• **What you are asked to do**: Search the material below for the string "query". Return every line that holds it.

• **Given information**:
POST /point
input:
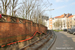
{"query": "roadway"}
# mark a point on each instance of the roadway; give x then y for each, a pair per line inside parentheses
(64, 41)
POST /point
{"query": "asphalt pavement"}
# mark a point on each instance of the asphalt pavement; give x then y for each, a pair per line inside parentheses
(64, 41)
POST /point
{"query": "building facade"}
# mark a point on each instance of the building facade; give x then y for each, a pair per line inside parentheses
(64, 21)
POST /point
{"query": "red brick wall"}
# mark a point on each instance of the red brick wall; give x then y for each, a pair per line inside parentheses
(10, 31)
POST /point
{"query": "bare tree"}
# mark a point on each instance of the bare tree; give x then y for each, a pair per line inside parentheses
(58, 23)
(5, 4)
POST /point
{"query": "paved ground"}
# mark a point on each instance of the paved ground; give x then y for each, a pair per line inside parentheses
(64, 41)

==

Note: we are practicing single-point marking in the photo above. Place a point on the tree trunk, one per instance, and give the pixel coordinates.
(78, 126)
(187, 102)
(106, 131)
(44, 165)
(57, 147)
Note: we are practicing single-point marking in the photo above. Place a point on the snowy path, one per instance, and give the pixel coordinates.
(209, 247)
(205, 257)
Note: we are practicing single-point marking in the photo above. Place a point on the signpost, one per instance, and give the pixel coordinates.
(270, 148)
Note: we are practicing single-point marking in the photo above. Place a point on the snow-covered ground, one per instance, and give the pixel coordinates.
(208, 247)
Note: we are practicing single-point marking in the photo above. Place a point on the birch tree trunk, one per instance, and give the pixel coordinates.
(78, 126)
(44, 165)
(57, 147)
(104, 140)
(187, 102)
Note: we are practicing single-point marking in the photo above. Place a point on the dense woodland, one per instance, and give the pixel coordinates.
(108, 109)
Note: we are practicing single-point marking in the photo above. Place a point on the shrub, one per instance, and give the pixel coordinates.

• **Exercise answer**:
{"query": "roadway"}
{"query": "asphalt pavement"}
{"query": "building facade"}
{"query": "red brick wall"}
{"query": "bare tree"}
{"query": "paved ground"}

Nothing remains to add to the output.